▶ TAREAS REQUERIDAS
1. Di si cada afirmación coincide con el texto sobre Agatha Christie y Hemingway, contestando sí o no y citando las palabras exactas del texto que lo deciden. (a) Quien narra descubrió al asesino en la primera novela de Agatha Christie que leyó. (b) Hemingway engaña al lector en sus cuentos. (c) La narradora de las novelas de Agatha Christie le daba todos los datos al lector.
2. Continúa, por favor, el texto sobre Agatha Christie y Hemingway a partir de su última oración.

▶ FRAGMENTO PARA LEER
+++

En la primera novela que leí de Agatha Christie descubrí el asesino. En la segunda no. En la tercera tampoco. Pero, aunque yo era aún adolescente, sí me di cuenta del truco: la narradora escamoteaba datos. No le daba todo al lector.

Con el tiempo y los libros fui aprendiendo que no hace falta siempre contar la historia entera. Hemingway, por ejemplo, en sus cuentos de hace ya también casi un siglo, tapa cosas, atenúa actos, desvía fichas o las retira del tablero, pero no engaña. Ofrece al lector encarnar un papel: completar huecos. Ver algo más entre las paralelas de las líneas del libro. Por ejemplo, si a las dos solitarias maletas de una pareja apenas les caben más pegatinas y marbetes de hoteles, significa que no suelen pasar más de una noche en el mismo sitio y viajan sin adentrar raíces, casi dando tumbos. Que no comparten de lleno un proyecto común. Que esa relación se agrieta.

+++

[Registros extraídos]
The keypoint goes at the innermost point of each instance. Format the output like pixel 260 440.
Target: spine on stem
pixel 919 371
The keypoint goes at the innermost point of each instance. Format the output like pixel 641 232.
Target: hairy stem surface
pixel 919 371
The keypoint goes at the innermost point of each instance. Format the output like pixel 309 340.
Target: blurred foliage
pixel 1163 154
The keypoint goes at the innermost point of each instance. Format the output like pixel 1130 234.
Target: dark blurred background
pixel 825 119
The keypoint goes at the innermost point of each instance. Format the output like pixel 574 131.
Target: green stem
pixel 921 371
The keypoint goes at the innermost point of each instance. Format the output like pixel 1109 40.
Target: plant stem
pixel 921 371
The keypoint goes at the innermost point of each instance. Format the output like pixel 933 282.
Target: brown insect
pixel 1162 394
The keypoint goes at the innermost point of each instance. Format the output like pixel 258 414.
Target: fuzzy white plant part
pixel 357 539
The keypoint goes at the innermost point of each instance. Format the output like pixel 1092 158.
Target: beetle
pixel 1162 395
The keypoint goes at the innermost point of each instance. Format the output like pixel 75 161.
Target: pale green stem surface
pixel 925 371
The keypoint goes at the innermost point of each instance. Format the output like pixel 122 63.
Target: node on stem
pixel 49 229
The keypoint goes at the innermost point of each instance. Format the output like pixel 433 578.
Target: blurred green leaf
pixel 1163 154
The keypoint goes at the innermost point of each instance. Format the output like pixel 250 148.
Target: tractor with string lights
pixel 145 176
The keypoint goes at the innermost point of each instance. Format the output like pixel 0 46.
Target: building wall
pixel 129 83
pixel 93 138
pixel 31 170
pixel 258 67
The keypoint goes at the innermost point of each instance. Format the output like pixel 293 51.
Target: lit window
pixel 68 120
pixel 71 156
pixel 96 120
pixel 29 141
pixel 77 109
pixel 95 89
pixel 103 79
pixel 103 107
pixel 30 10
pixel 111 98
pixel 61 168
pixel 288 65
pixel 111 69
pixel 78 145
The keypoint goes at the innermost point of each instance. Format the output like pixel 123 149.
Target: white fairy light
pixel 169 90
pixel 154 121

+++

▶ LISTA DE RESPUESTAS
1.
(a) Sí: «En la primera novela que leí de Agatha Christie descubrí el asesino.»
(b) No: «pero no engaña.»
(c) No: «No le daba todo al lector.»

2.
Eso sí: aquella escritora británica sabía contar. Contar y calcular. Marcaba el compás de la expectación. Ponía una cosa y a continuación otra, no embarullaba los episodios, resumía a sus personajes, que alineaba en la primera página par de cada novela, hacía avanzar con ingenio la intriga y revoleteaba con una acrobacia al final. Pero no desbrozaba el interior de nadie, no se internaba en la épica del alma. Pero no retrataba los altibajos de la sociedad en que se encontraban los cadáveres. Pero no sajaba la podredumbre ni lo más frágil de nosotros. Pero no te quedabas pensando en la vida ni en esa certeza de que, cuando la luz avanza, retrocede la oscuridad. Narraba bien pero no construía grandes novelas.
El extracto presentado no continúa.